Mosquito-Borne Virus Infects Human for First TimeNewser — Neal Colgrass
A coastal virus that can cause a rash and mild fever has officially infected a person for the first time, NPR reports. Scientists say it took 18 months to figure out that a Florida teen who got sick during the Zika outbreak of 2016 actually had the Keystone virus, which is carried by mosquitos.
"We couldn't identify what was going on," J. Glenn Morris, head of the Emerging Pathogens Institute at the University of Florida, tells WUSF. "We screened this with all the standard approaches and it literally took a year and a half of sort of dogged laboratory work to figure out what this virus was." There wasn't even a test to detect Keystone virus in humans.
The 16-year-old boy had a fever and a bad rash, but not the encephalitis (or brain inflammation) that a group of viruses including Keystone can cause in animals.
First seen in America in 1964, Keystone is known to infect "animal populations along coastal regions stretching from Texas to the Chesapeake Bay," per a University of Florida Health statement.
Scientists have long suspected there are human cases, but the new study in Clinical Infectious Diseases confirms it. "The infection may actually be fairly common in North Florida," says lead study author John Lednicky.
"It's one of these instances where if you don't know to look for something, you don't find it."

(Excerpts from a dataset)
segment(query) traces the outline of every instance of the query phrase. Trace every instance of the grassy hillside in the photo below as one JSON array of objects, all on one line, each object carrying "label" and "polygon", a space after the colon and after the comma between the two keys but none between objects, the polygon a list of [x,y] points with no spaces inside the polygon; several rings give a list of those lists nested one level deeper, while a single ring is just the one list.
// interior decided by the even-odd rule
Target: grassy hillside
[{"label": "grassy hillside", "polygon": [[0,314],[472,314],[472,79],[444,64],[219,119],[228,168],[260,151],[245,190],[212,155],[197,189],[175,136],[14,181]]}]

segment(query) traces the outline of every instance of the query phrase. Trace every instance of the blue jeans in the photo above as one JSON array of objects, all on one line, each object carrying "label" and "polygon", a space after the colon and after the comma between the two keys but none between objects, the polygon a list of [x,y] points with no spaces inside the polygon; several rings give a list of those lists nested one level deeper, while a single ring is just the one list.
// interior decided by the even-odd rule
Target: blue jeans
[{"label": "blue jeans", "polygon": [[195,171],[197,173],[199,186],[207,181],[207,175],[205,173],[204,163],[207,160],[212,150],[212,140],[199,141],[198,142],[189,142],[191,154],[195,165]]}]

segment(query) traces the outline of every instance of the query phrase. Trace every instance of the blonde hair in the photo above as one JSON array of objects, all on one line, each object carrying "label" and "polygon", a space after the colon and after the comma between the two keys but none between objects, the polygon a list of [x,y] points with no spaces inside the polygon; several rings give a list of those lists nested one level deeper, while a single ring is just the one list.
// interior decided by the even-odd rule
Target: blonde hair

§ Your instructions
Reproduce in full the article above about the Keystone virus infecting a human.

§ Task response
Mosquito-Borne Virus Infects Human for First TimeNewser — Neal Colgrass
A coastal virus that can cause a rash and mild fever has officially infected a person for the first time, NPR reports. Scientists say it took 18 months to figure out that a Florida teen who got sick during the Zika outbreak of 2016 actually had the Keystone virus, which is carried by mosquitos.
"We couldn't identify what was going on," J. Glenn Morris, head of the Emerging Pathogens Institute at the University of Florida, tells WUSF. "We screened this with all the standard approaches and it literally took a year and a half of sort of dogged laboratory work to figure out what this virus was." There wasn't even a test to detect Keystone virus in humans.
The 16-year-old boy had a fever and a bad rash, but not the encephalitis (or brain inflammation) that a group of viruses including Keystone can cause in animals.
First seen in America in 1964, Keystone is known to infect "animal populations along coastal regions stretching from Texas to the Chesapeake Bay," per a University of Florida Health statement.
Scientists have long suspected there are human cases, but the new study in Clinical Infectious Diseases confirms it. "The infection may actually be fairly common in North Florida," says lead study author John Lednicky.
"It's one of these instances where if you don't know to look for something, you don't find it."